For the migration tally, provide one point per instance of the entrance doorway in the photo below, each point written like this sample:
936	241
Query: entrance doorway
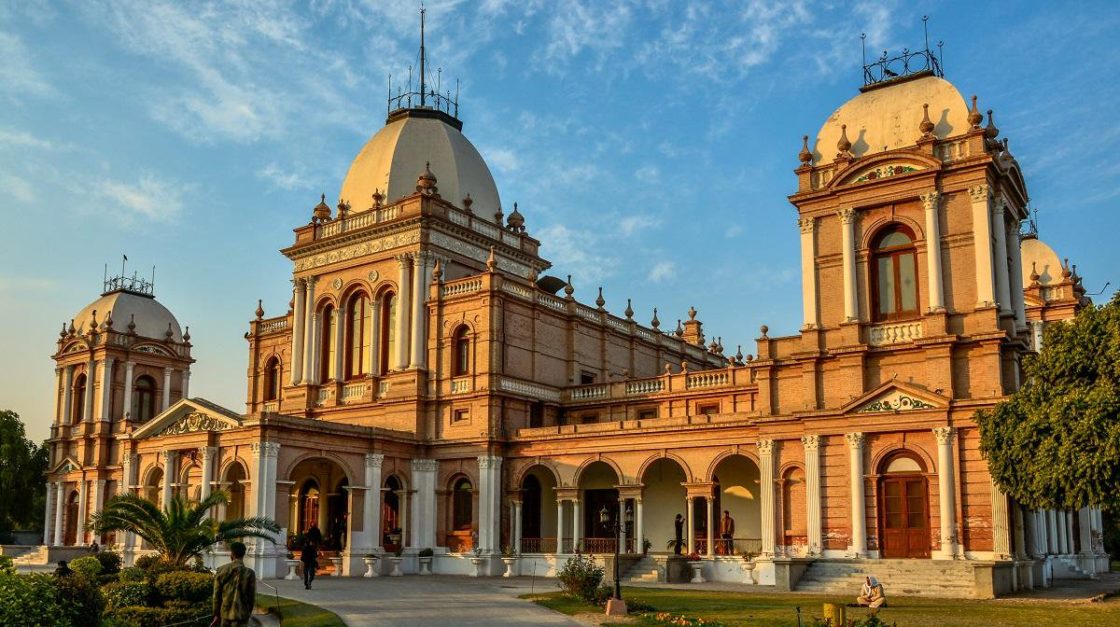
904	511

* * *

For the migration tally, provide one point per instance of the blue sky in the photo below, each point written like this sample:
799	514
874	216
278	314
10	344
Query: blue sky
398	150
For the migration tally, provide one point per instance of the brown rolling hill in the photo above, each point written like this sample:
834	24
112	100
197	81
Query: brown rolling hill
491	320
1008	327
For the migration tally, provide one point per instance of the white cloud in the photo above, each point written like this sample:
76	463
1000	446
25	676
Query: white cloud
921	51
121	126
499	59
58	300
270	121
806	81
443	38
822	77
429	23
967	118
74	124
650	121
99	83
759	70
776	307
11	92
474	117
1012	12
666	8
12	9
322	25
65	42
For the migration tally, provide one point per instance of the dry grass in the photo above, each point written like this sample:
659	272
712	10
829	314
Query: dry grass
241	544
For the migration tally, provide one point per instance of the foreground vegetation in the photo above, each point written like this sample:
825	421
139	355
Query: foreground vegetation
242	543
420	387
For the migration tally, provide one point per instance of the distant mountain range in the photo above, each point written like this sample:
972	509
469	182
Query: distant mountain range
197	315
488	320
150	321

> **DIRECTIONS FOR THIS TASK**
Gather every line of the items above that contains the word "white", and copy each one out in full.

> **TASK OUTPUT**
For the migration tally, provide one point per instance of the white cloud in the photo above, each point written like this sample:
Query: white cloud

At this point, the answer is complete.